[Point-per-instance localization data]
---
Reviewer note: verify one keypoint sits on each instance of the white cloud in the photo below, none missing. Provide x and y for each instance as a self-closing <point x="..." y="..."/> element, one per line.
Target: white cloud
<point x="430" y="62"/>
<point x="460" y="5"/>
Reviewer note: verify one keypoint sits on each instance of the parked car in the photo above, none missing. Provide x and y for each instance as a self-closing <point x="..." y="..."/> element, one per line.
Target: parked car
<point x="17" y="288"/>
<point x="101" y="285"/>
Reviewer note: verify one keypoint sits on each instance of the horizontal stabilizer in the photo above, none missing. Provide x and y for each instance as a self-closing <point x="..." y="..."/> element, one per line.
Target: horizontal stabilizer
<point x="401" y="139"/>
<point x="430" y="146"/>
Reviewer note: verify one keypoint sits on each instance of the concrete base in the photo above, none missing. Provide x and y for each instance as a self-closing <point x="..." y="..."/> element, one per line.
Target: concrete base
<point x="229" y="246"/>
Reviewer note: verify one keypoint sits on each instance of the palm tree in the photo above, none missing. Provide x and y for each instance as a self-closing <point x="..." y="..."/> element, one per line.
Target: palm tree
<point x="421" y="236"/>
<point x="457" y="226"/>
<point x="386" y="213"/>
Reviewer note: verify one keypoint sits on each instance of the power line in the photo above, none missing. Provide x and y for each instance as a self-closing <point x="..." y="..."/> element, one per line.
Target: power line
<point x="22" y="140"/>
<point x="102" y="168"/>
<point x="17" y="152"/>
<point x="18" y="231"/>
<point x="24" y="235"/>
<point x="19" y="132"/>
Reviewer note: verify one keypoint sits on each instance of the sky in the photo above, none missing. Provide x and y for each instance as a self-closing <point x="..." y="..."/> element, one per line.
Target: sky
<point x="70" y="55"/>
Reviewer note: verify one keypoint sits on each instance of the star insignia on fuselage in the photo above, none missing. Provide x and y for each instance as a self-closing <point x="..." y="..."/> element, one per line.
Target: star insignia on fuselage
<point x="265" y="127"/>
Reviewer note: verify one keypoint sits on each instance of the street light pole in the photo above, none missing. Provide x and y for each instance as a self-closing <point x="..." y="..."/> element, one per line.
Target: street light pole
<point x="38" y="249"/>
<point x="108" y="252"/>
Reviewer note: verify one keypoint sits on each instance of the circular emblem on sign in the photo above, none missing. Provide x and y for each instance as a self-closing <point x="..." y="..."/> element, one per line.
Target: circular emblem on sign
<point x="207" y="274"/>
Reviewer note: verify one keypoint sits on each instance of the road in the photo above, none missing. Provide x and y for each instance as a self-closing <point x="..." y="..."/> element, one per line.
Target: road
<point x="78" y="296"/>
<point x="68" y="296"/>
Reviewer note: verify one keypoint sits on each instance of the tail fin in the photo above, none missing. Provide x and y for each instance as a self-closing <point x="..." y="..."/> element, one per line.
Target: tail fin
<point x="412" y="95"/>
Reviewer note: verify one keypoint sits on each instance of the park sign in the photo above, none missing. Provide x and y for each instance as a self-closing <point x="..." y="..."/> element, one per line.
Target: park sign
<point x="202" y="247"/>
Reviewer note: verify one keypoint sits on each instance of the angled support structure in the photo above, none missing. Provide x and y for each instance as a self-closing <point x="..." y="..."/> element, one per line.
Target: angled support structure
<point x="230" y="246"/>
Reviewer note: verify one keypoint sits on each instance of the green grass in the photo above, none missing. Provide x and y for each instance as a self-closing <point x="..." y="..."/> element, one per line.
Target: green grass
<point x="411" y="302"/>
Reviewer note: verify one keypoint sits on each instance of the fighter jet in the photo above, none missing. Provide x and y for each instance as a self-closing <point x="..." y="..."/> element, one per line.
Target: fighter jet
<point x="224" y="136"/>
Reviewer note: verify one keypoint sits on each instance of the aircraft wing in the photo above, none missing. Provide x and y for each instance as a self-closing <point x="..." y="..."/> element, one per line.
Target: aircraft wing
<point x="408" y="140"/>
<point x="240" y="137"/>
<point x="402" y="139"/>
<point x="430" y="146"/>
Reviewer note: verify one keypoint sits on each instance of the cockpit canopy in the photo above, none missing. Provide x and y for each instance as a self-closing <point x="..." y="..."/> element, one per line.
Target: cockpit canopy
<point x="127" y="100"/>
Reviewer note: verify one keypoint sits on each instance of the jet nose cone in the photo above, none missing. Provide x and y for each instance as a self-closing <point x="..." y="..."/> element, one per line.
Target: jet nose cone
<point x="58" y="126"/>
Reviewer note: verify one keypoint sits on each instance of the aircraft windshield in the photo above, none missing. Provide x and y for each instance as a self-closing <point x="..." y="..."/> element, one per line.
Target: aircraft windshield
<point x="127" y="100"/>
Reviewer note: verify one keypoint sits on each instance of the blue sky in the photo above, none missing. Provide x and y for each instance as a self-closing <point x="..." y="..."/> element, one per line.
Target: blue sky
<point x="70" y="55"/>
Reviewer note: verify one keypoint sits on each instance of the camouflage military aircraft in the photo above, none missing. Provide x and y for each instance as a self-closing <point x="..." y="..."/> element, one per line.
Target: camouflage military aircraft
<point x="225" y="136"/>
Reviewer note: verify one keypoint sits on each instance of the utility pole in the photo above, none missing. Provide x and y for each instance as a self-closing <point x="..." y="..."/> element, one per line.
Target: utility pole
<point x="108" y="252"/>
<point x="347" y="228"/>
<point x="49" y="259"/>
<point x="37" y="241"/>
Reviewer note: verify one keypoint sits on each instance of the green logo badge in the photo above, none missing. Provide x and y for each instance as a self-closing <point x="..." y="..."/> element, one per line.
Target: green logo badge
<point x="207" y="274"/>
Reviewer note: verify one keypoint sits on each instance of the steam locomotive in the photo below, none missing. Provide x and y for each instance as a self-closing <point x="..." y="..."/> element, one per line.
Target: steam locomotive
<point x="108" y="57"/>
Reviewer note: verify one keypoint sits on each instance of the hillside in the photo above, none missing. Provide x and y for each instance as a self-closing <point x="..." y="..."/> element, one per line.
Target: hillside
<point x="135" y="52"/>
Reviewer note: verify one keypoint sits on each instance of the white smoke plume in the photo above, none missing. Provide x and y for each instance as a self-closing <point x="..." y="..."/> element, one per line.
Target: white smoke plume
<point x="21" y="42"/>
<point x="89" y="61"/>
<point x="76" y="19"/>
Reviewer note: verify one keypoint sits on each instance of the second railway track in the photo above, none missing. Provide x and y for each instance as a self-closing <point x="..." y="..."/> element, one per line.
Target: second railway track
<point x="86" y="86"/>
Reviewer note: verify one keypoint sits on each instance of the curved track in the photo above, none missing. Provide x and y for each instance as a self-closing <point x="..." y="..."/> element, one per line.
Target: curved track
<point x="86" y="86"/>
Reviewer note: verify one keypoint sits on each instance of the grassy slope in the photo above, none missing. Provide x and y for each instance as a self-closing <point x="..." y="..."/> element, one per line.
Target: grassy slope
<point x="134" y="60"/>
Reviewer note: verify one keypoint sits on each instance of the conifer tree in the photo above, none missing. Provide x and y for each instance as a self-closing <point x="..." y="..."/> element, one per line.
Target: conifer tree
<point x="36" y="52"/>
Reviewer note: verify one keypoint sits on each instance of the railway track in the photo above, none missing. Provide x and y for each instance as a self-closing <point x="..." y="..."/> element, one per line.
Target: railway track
---
• _EXERCISE DIRECTIONS_
Within the entries above, work out the number of lines that include the string "below" and give only that.

• _SOLUTION TO THIS PROBLEM_
2